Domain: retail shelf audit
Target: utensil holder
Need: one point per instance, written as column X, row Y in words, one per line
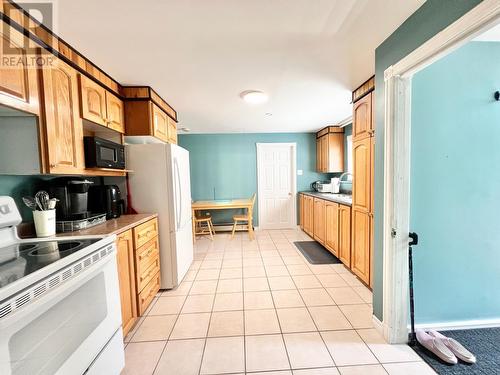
column 45, row 223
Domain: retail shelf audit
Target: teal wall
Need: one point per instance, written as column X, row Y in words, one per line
column 455, row 184
column 432, row 17
column 224, row 166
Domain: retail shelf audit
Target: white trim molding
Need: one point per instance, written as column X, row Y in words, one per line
column 462, row 324
column 397, row 153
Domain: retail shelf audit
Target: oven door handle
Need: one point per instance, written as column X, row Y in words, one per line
column 40, row 305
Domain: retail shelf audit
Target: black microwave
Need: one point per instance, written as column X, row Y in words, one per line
column 101, row 153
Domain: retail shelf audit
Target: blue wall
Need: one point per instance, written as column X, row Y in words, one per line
column 455, row 186
column 432, row 17
column 224, row 166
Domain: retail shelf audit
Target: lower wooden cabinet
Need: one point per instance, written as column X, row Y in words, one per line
column 329, row 223
column 319, row 220
column 361, row 226
column 332, row 227
column 126, row 278
column 345, row 235
column 138, row 270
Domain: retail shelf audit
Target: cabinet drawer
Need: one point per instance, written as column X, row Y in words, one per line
column 148, row 293
column 146, row 255
column 145, row 232
column 143, row 278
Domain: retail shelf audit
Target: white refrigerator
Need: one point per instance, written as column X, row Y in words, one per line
column 159, row 182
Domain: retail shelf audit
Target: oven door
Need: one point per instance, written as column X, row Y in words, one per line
column 63, row 331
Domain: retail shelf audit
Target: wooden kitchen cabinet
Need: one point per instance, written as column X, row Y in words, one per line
column 361, row 187
column 126, row 278
column 332, row 227
column 62, row 125
column 115, row 113
column 330, row 150
column 345, row 235
column 145, row 118
column 361, row 244
column 363, row 125
column 18, row 76
column 93, row 101
column 319, row 220
column 101, row 106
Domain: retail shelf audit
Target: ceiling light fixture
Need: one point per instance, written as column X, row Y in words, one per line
column 254, row 96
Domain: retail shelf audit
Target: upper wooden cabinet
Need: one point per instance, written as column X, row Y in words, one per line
column 332, row 227
column 319, row 220
column 362, row 117
column 145, row 118
column 361, row 187
column 101, row 106
column 115, row 112
column 18, row 78
column 63, row 126
column 330, row 150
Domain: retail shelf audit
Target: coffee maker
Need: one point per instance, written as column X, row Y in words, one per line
column 73, row 197
column 106, row 199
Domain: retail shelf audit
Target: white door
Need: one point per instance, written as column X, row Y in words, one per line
column 276, row 185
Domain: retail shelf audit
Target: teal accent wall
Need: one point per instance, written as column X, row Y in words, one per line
column 224, row 166
column 455, row 184
column 432, row 17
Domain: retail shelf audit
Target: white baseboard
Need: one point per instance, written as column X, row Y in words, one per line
column 460, row 324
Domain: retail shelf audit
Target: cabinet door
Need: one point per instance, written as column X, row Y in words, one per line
column 319, row 220
column 332, row 227
column 345, row 235
column 114, row 110
column 172, row 131
column 93, row 101
column 63, row 126
column 362, row 118
column 360, row 262
column 301, row 213
column 18, row 80
column 160, row 123
column 361, row 188
column 126, row 278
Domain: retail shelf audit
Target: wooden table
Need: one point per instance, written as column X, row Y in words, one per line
column 225, row 204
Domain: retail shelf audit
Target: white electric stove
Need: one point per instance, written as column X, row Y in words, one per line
column 59, row 303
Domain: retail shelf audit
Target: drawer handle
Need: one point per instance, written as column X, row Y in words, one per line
column 142, row 256
column 145, row 234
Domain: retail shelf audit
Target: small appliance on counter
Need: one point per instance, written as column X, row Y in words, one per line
column 101, row 153
column 72, row 210
column 322, row 187
column 106, row 198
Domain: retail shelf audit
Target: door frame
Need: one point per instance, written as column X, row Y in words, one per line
column 293, row 167
column 397, row 125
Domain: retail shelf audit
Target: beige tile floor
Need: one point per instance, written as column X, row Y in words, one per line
column 258, row 307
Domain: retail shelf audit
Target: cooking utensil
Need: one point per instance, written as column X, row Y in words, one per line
column 30, row 202
column 52, row 203
column 42, row 199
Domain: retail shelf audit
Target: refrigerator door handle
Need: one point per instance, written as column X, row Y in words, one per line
column 178, row 197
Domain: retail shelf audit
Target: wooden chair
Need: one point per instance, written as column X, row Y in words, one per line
column 245, row 220
column 203, row 224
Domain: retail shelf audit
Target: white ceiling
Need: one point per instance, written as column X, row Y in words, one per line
column 491, row 35
column 199, row 55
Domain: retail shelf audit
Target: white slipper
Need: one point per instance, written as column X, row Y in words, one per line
column 458, row 349
column 436, row 346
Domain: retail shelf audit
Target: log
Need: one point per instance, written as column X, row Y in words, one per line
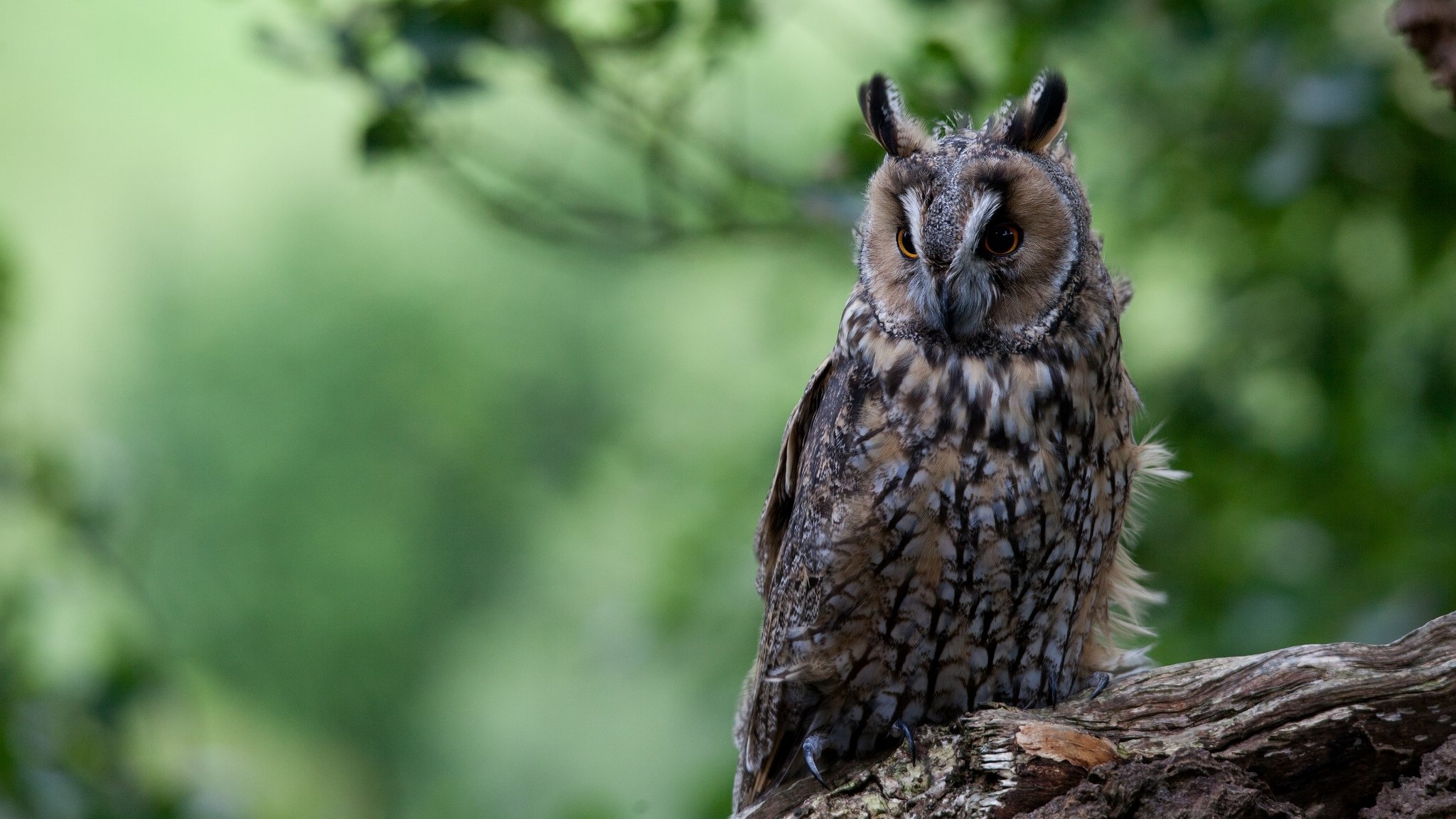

- PROBLEM -
Full transcription without images: please go through the records and repeat them exactly.

- WRITTEN SOLUTION -
Domain: retail shelf audit
Target: utensil holder
Need: one point per instance, written as column X, row Y in words, one per line
column 45, row 223
Domain: retail shelf audit
Target: teal wall
Need: one point per instance, written as column X, row Y in words, one per line
column 455, row 184
column 432, row 17
column 224, row 166
Domain: retail shelf audit
Target: white trim molding
Need: one point per instance, written as column X, row Y in words, one per line
column 462, row 324
column 397, row 153
Domain: retail shelf audit
Target: oven door handle
Need: one point per instance, written as column X, row Y in words, one per line
column 40, row 305
Domain: retail shelf audit
Target: black microwave
Need: one point per instance, written as column X, row Y in words, one per line
column 101, row 153
Domain: retail shelf audit
Target: blue wall
Need: one point per instance, written as column X, row Y in words, one per line
column 455, row 186
column 432, row 17
column 224, row 166
Domain: retail shelf audit
Target: lower wooden cabinet
Need: one point per instance, written as column X, row Y in words, one per line
column 329, row 223
column 319, row 220
column 361, row 226
column 332, row 227
column 126, row 278
column 345, row 235
column 138, row 270
Domain: retail shelf audit
Target: cabinet drawer
Need: one point per instance, written as column X, row Y in words, one per line
column 148, row 293
column 146, row 255
column 145, row 232
column 143, row 278
Domain: retail shelf audit
Target: white refrigerator
Need: one point per instance, written as column X, row Y in words, one per line
column 159, row 182
Domain: retail shelf audit
Target: oven door
Need: one point per instance, written as column X, row Y in words, one per line
column 63, row 331
Domain: retail shelf audit
Target: wooden kitchen cabinet
Need: one point per instance, written as column X, row Y in words, one per line
column 361, row 187
column 126, row 278
column 332, row 227
column 62, row 125
column 115, row 113
column 330, row 150
column 345, row 235
column 145, row 118
column 361, row 244
column 363, row 125
column 18, row 76
column 93, row 101
column 319, row 220
column 101, row 106
Domain: retail shelf audit
Target: ceiling light fixture
Need: one point per instance, written as column X, row Y in words, one per line
column 254, row 96
Domain: retail shelf audit
Target: upper wooden cabinet
Need: one point per instance, written as column X, row Y in words, one per line
column 332, row 227
column 319, row 220
column 362, row 117
column 145, row 118
column 361, row 187
column 101, row 106
column 115, row 112
column 18, row 78
column 63, row 126
column 330, row 150
Domain: retail shelf audit
Target: coffee maker
Need: one point per instance, written as column X, row Y in words, one per line
column 73, row 197
column 106, row 199
Domain: retail shelf audit
Target: white door
Need: one point per instance, written as column X, row Y in words, one per line
column 276, row 185
Domain: retail shelf audit
Target: teal accent wall
Need: one point per instance, written as column X, row Y in words, one per line
column 224, row 166
column 455, row 184
column 432, row 17
Domain: retail shelf audit
Target: white baseboard
Need: one point per instance, written as column X, row Y in words, one per line
column 460, row 324
Domain: retail shelf audit
Target: cabinet door
Need: one point per instance, written as column X, row Y in words, one per line
column 319, row 220
column 332, row 227
column 345, row 235
column 114, row 110
column 172, row 131
column 93, row 101
column 63, row 126
column 362, row 118
column 360, row 262
column 301, row 213
column 18, row 80
column 160, row 123
column 361, row 188
column 126, row 278
Domain: retail shelf audit
Target: wooden table
Need: one point per instance, written as column X, row Y in words, one per line
column 225, row 204
Domain: retail shelf audit
Target: white electric stove
Need: one point per instance, written as column X, row Y in words, one per line
column 59, row 303
Domain: retail shelf audit
Target: drawer handle
Need: one point per instance, written as column X, row Y in words, one per line
column 142, row 256
column 145, row 234
Domain: retail shelf audit
Target: small appliance on counter
Need: one point per instance, written as column X, row Y in words, one per line
column 101, row 153
column 72, row 210
column 322, row 187
column 106, row 198
Domain: retail shelf audit
Target: door frame
Need: one point per instance, written as column X, row Y in words, one per line
column 293, row 167
column 397, row 125
Domain: retail shelf audit
Target: beige tile floor
Need: one point per instance, written as column X, row Y in words, one per line
column 258, row 307
Domain: retail shelf audit
Target: cooking utensil
Need: one point per instance, written as column X, row Y in words, one per line
column 30, row 202
column 52, row 203
column 42, row 199
Domain: retail shelf audit
Target: refrigerator door handle
Need: one point per instance, written as column X, row Y in words, one per line
column 178, row 197
Domain: retail shelf audit
Target: wooden chair
Need: one point per instance, written as column X, row Y in words, one per line
column 245, row 220
column 203, row 224
Domain: retail shelf audit
Target: white ceiling
Need: one point per instance, written as column X, row Y in words, one per line
column 491, row 35
column 199, row 55
Domain: retail shelf audit
Target: white slipper
Need: one point per instance, written as column X, row Y in words, one per line
column 458, row 349
column 436, row 346
Domain: retail shelf audit
Target: log
Need: one point per instance, written as column X, row Y in words, one per line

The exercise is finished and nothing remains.